— BEGIN Data listing —

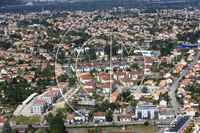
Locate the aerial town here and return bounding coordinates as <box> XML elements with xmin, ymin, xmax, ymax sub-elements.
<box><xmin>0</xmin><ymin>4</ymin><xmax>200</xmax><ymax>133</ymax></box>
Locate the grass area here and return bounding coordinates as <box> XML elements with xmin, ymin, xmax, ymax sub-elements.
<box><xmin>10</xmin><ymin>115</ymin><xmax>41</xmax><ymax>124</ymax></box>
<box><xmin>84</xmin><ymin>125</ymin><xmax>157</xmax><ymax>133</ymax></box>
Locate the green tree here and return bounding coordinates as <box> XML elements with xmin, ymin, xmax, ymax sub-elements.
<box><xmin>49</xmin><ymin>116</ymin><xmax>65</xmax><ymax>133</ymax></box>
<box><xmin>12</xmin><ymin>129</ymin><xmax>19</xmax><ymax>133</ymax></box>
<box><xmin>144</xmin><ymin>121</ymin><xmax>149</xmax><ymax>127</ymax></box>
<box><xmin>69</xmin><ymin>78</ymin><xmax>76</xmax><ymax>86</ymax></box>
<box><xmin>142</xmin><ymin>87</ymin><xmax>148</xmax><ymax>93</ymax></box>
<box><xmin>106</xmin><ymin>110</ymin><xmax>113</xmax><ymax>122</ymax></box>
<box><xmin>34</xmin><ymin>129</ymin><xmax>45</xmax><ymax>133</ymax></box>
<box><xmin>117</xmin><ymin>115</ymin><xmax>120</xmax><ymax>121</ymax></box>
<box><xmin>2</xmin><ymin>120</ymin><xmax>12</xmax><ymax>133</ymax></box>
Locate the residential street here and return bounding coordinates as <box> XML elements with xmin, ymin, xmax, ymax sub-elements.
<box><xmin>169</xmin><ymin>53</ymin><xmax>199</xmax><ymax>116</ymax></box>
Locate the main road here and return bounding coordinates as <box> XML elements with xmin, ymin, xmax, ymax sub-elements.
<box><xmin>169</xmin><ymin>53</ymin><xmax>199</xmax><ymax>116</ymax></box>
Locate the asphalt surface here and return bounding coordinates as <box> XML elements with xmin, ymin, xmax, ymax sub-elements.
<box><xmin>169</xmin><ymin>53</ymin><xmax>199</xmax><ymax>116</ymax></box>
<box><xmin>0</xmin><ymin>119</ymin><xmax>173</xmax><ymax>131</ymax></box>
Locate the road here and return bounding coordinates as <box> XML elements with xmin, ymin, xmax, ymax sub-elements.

— END Data listing —

Tally the rows above that contain the string "road", treating uppercase and lowercase as different. Reply with the number alone.

:: Completed exercise ::
2